SUPPLIED DATA Block Start

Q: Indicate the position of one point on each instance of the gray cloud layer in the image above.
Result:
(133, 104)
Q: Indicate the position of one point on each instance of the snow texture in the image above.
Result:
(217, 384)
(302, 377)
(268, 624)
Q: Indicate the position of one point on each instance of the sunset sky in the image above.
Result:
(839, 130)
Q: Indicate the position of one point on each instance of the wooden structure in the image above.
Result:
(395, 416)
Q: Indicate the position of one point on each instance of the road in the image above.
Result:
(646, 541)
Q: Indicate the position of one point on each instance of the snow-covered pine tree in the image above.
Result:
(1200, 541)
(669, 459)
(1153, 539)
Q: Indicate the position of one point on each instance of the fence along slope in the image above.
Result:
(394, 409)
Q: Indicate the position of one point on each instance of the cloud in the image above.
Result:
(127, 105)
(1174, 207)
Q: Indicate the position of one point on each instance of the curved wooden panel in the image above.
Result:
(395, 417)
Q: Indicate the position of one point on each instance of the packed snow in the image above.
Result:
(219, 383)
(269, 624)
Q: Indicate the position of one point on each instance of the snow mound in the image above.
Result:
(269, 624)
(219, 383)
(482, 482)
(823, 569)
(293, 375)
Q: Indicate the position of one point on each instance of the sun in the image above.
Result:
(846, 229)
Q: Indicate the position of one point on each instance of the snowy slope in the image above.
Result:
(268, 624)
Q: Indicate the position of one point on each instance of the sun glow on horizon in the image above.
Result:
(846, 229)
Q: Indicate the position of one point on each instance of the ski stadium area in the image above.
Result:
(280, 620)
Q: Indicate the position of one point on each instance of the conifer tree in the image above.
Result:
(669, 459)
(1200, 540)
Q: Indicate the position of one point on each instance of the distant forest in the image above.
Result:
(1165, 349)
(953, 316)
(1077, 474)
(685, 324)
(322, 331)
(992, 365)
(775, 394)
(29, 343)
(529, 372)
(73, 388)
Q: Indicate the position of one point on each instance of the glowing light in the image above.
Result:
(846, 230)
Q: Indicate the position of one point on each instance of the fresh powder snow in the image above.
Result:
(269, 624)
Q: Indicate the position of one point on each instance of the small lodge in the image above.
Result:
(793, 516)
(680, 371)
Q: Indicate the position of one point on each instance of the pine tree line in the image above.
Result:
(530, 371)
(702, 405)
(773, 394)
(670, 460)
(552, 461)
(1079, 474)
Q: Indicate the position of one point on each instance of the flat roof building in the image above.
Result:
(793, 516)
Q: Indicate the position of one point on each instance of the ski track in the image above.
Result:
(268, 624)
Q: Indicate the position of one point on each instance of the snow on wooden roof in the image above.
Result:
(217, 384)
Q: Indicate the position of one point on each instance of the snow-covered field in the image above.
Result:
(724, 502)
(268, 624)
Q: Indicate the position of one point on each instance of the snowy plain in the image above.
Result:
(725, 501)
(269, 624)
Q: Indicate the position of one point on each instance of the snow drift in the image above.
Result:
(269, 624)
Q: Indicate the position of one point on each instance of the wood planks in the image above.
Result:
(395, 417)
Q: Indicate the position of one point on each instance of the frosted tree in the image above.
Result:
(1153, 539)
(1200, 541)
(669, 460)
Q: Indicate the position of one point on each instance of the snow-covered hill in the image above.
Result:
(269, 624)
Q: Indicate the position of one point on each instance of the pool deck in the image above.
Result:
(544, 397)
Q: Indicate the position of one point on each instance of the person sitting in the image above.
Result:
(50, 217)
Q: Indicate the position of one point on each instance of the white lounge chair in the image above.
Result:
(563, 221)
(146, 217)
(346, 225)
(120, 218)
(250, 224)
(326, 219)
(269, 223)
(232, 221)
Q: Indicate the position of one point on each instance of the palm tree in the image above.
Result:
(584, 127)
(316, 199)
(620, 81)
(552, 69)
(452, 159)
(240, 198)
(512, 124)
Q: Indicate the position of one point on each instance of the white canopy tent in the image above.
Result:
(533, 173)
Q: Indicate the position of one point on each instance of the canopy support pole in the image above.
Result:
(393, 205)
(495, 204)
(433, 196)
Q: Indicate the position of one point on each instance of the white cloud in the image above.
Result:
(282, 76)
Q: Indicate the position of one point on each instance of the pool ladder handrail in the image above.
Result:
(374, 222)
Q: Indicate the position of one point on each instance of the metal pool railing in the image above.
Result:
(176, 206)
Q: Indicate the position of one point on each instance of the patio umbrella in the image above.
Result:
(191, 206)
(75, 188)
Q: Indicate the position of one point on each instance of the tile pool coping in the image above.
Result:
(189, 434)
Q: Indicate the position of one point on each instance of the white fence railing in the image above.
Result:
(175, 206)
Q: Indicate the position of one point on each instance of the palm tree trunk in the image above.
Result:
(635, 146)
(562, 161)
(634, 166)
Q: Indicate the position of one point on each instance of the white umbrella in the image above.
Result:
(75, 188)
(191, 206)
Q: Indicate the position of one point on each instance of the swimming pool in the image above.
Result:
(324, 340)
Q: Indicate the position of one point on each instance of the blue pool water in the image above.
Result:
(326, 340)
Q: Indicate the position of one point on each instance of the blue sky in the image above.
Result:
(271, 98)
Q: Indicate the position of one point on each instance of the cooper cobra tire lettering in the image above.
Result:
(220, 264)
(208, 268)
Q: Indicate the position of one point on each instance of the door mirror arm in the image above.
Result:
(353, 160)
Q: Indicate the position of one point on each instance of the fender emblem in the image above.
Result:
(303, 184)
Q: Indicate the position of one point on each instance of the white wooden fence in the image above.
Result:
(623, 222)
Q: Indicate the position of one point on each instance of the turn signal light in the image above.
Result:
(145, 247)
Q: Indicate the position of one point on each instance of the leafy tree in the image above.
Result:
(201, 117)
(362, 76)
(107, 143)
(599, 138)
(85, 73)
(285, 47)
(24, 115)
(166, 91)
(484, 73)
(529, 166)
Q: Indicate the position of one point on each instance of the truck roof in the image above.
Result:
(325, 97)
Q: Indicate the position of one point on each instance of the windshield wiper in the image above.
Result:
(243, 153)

SUPPLIED DATA Block End

## [THE TASK]
Match on "fence" and report each line of the data above that has it.

## [OUTPUT FOR THIS EXERCISE]
Q: Indicate the position of one point on each instance of the fence along slope in the image above.
Q: Indicate the position of one point on each instance of the white fence railing in the image above.
Q: Indicate the position of one point on each instance of the white wooden fence in the image above.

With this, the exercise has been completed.